* **PROBLEM DETAILS**:
Starting at the line that contains "of the corrugated" and stopping after the line that contains "Target: corrugated metal sheet", write the rows below as a JSON list of strings, one string per line, with blank lines left out.

* **EXERCISE INPUT**:
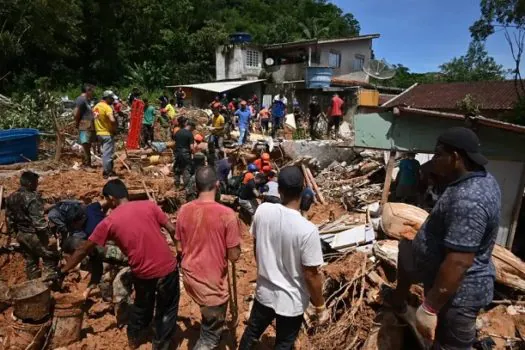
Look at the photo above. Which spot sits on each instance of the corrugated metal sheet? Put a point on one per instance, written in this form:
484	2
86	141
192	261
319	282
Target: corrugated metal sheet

...

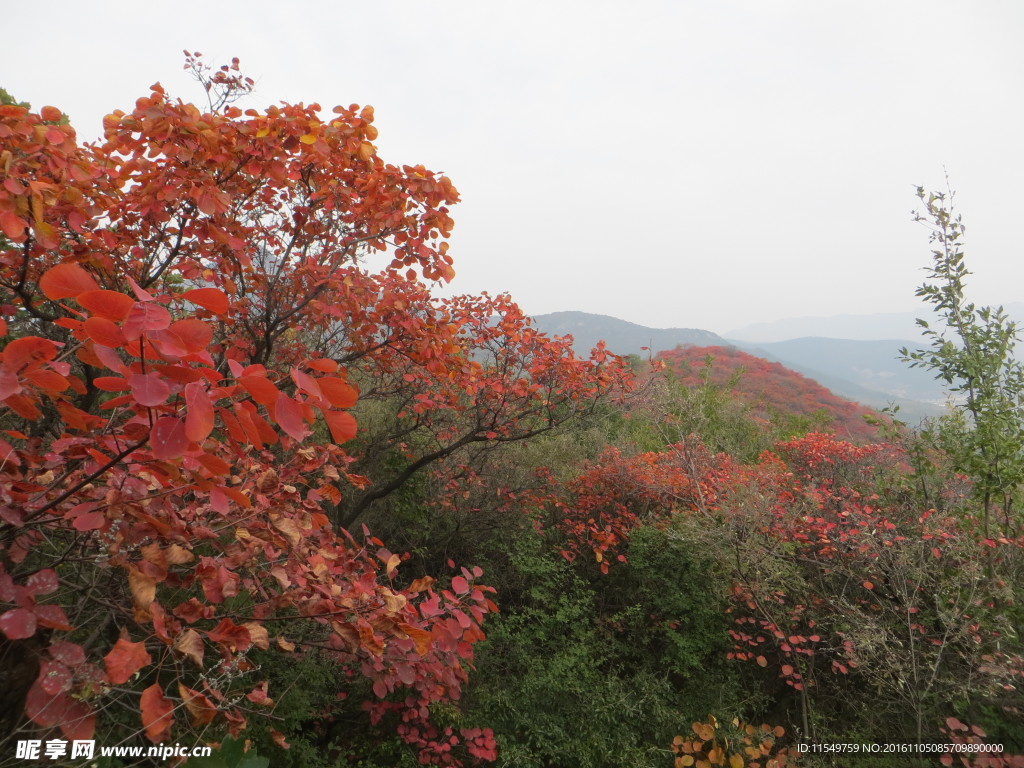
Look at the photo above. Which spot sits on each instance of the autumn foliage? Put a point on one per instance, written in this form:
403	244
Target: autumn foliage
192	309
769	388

* **THE SOLUTION**:
[
  "Look at the photo above. Which spot sits on each instance of the corrugated metal sheet? Put a point on one per instance, written in this form:",
  "484\t2",
  "86\t141",
  "192\t261",
  "319\t282",
  "Target: corrugated metal sheet"
]